╔══

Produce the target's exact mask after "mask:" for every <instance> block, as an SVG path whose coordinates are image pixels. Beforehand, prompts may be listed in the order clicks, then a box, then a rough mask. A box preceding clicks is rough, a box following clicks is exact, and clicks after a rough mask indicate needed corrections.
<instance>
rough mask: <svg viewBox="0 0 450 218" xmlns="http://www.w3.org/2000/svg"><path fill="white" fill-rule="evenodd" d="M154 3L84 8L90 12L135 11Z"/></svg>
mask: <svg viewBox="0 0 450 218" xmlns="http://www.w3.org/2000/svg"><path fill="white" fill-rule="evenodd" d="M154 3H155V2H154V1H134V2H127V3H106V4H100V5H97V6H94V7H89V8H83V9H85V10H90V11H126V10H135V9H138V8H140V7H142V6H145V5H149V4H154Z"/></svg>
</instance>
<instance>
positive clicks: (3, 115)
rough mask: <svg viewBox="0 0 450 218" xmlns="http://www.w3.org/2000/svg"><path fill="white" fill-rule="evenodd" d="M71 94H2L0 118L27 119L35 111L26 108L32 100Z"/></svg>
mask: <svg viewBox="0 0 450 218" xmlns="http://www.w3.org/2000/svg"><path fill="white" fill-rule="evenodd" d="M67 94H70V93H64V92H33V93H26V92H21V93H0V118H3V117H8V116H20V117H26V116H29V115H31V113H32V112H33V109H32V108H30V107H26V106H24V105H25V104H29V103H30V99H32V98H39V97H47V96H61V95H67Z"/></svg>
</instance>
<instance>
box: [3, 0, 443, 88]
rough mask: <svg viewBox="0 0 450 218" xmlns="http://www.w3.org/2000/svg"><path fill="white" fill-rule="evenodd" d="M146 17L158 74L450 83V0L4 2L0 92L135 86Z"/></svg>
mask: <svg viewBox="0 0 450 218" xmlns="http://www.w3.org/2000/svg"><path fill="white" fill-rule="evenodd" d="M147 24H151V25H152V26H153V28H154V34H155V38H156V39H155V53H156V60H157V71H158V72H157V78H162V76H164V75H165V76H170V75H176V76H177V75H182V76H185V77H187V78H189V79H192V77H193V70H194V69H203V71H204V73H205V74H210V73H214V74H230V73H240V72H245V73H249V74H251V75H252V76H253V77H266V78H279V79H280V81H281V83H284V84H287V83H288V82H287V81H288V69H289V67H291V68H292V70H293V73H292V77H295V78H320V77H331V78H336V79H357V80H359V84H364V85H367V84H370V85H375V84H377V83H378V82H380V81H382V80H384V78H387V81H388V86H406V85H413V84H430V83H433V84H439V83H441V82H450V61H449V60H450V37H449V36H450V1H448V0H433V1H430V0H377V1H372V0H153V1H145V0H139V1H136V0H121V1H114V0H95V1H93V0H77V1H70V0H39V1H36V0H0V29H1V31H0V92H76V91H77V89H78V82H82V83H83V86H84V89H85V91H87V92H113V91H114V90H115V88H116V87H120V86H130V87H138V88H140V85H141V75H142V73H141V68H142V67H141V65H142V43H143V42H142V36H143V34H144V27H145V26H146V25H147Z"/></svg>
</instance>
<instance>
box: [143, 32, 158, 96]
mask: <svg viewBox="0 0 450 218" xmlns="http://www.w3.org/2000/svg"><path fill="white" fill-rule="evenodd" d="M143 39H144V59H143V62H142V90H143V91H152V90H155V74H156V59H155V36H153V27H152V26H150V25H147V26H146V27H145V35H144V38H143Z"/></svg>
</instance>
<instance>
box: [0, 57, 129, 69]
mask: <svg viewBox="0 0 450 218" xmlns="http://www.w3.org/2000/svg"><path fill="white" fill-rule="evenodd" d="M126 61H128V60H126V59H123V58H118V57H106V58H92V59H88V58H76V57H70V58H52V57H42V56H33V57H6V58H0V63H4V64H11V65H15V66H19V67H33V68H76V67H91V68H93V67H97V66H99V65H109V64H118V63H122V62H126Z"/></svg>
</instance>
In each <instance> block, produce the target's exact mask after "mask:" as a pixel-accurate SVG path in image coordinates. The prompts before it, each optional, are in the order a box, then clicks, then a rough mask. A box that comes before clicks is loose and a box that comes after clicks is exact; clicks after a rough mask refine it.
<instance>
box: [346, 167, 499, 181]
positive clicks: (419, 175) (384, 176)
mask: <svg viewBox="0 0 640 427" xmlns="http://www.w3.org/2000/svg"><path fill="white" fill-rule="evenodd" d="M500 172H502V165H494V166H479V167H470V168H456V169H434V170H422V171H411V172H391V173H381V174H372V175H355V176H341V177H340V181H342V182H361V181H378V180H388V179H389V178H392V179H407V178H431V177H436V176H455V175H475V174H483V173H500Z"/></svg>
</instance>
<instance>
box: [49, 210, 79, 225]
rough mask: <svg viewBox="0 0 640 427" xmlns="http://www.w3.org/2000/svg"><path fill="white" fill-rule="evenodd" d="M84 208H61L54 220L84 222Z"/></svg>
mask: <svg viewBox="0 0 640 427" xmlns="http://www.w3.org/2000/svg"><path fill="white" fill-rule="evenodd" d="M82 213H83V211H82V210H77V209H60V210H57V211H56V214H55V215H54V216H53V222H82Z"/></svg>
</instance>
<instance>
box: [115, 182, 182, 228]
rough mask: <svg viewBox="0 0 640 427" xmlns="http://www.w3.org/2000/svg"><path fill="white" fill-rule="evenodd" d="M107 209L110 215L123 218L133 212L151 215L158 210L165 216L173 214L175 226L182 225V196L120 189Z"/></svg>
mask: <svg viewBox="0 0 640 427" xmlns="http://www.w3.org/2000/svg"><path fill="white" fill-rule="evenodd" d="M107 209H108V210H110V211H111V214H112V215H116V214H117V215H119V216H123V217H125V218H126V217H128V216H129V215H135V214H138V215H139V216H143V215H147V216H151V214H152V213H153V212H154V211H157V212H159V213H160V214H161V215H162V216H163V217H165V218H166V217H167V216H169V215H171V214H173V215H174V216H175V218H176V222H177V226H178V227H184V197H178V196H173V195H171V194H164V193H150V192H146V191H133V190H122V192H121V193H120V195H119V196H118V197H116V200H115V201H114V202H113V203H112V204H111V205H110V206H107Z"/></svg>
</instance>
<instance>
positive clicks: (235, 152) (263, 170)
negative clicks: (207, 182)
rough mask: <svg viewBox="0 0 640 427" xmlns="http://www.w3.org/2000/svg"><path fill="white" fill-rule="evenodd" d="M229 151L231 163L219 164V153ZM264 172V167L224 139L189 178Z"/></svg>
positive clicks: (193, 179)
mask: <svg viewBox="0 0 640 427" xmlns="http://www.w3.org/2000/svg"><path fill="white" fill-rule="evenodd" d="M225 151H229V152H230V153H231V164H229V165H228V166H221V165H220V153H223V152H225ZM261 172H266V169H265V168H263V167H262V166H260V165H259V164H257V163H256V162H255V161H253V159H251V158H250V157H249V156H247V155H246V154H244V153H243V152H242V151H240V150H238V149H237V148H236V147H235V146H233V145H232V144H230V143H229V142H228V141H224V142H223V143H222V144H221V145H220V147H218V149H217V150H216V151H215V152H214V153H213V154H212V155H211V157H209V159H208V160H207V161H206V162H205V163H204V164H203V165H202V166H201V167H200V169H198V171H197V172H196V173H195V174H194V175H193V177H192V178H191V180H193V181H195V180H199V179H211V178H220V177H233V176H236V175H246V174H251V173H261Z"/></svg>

╚══

YOUR TASK: Write out all records exactly, keeping every detail.

TASK OUTPUT:
Produce the target's exact mask after "mask:" for every <instance> block, as an SVG path whose coordinates are image pixels. Beforehand, prompts may be listed in the order clicks, then a box, then a rough mask. A box preceding clicks is rough, a box following clicks is exact, and clicks after a rough mask indicate needed corrections.
<instance>
rough mask: <svg viewBox="0 0 450 218" xmlns="http://www.w3.org/2000/svg"><path fill="white" fill-rule="evenodd" d="M154 3L84 8L90 12L135 11Z"/></svg>
mask: <svg viewBox="0 0 450 218" xmlns="http://www.w3.org/2000/svg"><path fill="white" fill-rule="evenodd" d="M154 3H155V2H154V1H134V2H127V3H106V4H100V5H97V6H94V7H89V8H83V9H85V10H90V11H126V10H135V9H138V8H140V7H142V6H145V5H149V4H154Z"/></svg>
</instance>
<instance>
positive clicks: (3, 115)
rough mask: <svg viewBox="0 0 450 218" xmlns="http://www.w3.org/2000/svg"><path fill="white" fill-rule="evenodd" d="M71 94H2L0 118L27 119L35 111L26 108L32 100Z"/></svg>
mask: <svg viewBox="0 0 450 218" xmlns="http://www.w3.org/2000/svg"><path fill="white" fill-rule="evenodd" d="M67 94H70V93H64V92H33V93H26V92H21V93H0V118H3V117H8V116H20V117H26V116H29V115H31V113H32V112H33V109H32V108H30V107H26V106H24V105H25V104H29V103H30V99H32V98H39V97H47V96H61V95H67Z"/></svg>
</instance>
<instance>
box: [3, 0, 443, 88]
rough mask: <svg viewBox="0 0 450 218" xmlns="http://www.w3.org/2000/svg"><path fill="white" fill-rule="evenodd" d="M146 17L158 74L450 83V0L4 2L0 92L135 86Z"/></svg>
mask: <svg viewBox="0 0 450 218" xmlns="http://www.w3.org/2000/svg"><path fill="white" fill-rule="evenodd" d="M147 24H151V25H152V26H153V28H154V34H155V38H156V39H155V53H156V60H157V71H158V72H157V78H162V76H164V75H165V76H170V75H176V76H177V75H182V76H185V77H187V78H189V79H192V77H193V70H194V69H203V71H204V73H205V74H210V73H214V74H230V73H240V72H245V73H249V74H251V75H252V76H253V77H266V78H279V79H280V81H281V83H284V84H287V83H288V82H287V81H288V69H289V67H291V68H292V70H293V73H292V77H295V78H320V77H331V78H336V79H357V80H359V84H364V85H367V84H370V85H375V84H377V83H378V82H380V81H382V80H384V78H387V81H388V86H406V85H413V84H430V83H433V84H439V83H441V82H450V61H449V60H450V37H449V36H450V1H448V0H433V1H430V0H377V1H372V0H153V1H145V0H139V1H136V0H121V1H114V0H95V1H93V0H77V1H70V0H39V1H36V0H0V29H1V31H0V92H76V91H77V89H78V82H82V83H83V86H84V89H85V91H87V92H113V91H114V90H115V88H116V87H120V86H130V87H138V88H140V85H141V75H142V73H141V68H142V67H141V65H142V43H143V42H142V36H143V34H144V27H145V26H146V25H147Z"/></svg>
</instance>
<instance>
box: [143, 32, 158, 96]
mask: <svg viewBox="0 0 450 218" xmlns="http://www.w3.org/2000/svg"><path fill="white" fill-rule="evenodd" d="M143 39H144V59H143V62H142V90H143V91H152V90H155V74H156V59H155V36H153V27H152V26H150V25H147V26H146V27H145V35H144V38H143Z"/></svg>
</instance>
<instance>
box: [0, 57, 129, 69]
mask: <svg viewBox="0 0 450 218" xmlns="http://www.w3.org/2000/svg"><path fill="white" fill-rule="evenodd" d="M126 61H128V60H126V59H123V58H118V57H106V58H92V59H88V58H76V57H70V58H52V57H42V56H33V57H6V58H0V63H4V64H11V65H15V66H19V67H33V68H76V67H91V68H93V67H97V66H99V65H109V64H118V63H122V62H126Z"/></svg>
</instance>
In each <instance> block, produce the target's exact mask after "mask:" as a pixel-accurate SVG path in image coordinates. The prompts before it, each optional, are in the order a box, then clicks, then a rough mask. A box that comes before clicks is loose and a box that comes after clicks is exact; clicks after a rough mask refine it.
<instance>
box: [346, 167, 499, 181]
positive clicks: (419, 175) (384, 176)
mask: <svg viewBox="0 0 640 427" xmlns="http://www.w3.org/2000/svg"><path fill="white" fill-rule="evenodd" d="M500 172H502V165H494V166H479V167H470V168H456V169H434V170H422V171H411V172H391V173H381V174H372V175H355V176H341V177H340V181H342V182H361V181H378V180H388V179H389V178H392V179H407V178H431V177H436V176H455V175H475V174H483V173H500Z"/></svg>
</instance>
<instance>
box: [49, 210, 79, 225]
rough mask: <svg viewBox="0 0 640 427" xmlns="http://www.w3.org/2000/svg"><path fill="white" fill-rule="evenodd" d="M84 208H61L54 220L84 222Z"/></svg>
mask: <svg viewBox="0 0 640 427" xmlns="http://www.w3.org/2000/svg"><path fill="white" fill-rule="evenodd" d="M82 213H83V211H82V210H77V209H60V210H57V211H56V214H55V215H54V216H53V222H82Z"/></svg>
</instance>
<instance>
box: [115, 182, 182, 228]
rough mask: <svg viewBox="0 0 640 427" xmlns="http://www.w3.org/2000/svg"><path fill="white" fill-rule="evenodd" d="M107 209L110 215L123 218L133 212L151 215L158 210L165 216L173 214L175 226L182 225V196L120 189Z"/></svg>
mask: <svg viewBox="0 0 640 427" xmlns="http://www.w3.org/2000/svg"><path fill="white" fill-rule="evenodd" d="M107 209H108V210H110V211H111V214H112V215H116V214H117V215H119V216H123V217H125V218H126V217H128V216H129V215H135V214H138V215H139V216H143V215H147V216H151V214H152V213H153V212H154V211H157V212H159V213H160V214H161V215H162V216H163V217H165V218H166V217H167V216H169V215H171V214H173V215H174V216H175V218H176V222H177V226H178V227H184V197H178V196H173V195H171V194H164V193H150V192H146V191H133V190H122V192H121V193H120V195H119V196H118V197H116V200H115V201H114V202H113V203H112V204H111V205H110V206H107Z"/></svg>
</instance>
<instance>
positive clicks: (235, 152) (263, 170)
negative clicks: (207, 182)
rough mask: <svg viewBox="0 0 640 427" xmlns="http://www.w3.org/2000/svg"><path fill="white" fill-rule="evenodd" d="M229 151L231 163L219 164V153ZM264 172V167L224 139L189 178Z"/></svg>
positive clicks: (193, 179)
mask: <svg viewBox="0 0 640 427" xmlns="http://www.w3.org/2000/svg"><path fill="white" fill-rule="evenodd" d="M225 151H229V152H230V153H231V164H229V165H228V166H221V165H220V153H223V152H225ZM261 172H266V169H265V168H263V167H262V166H260V165H259V164H257V163H256V162H255V161H253V159H251V158H250V157H249V156H247V155H246V154H244V153H243V152H242V151H240V150H238V149H237V148H236V147H235V146H233V145H232V144H230V143H229V142H228V141H224V142H223V143H222V144H221V145H220V147H218V149H217V150H216V151H215V152H214V153H213V154H212V155H211V157H209V159H208V160H207V161H206V162H205V163H204V164H203V165H202V166H201V167H200V169H198V171H197V172H196V173H195V174H194V175H193V177H192V178H191V180H193V181H195V180H199V179H211V178H220V177H233V176H236V175H246V174H251V173H261Z"/></svg>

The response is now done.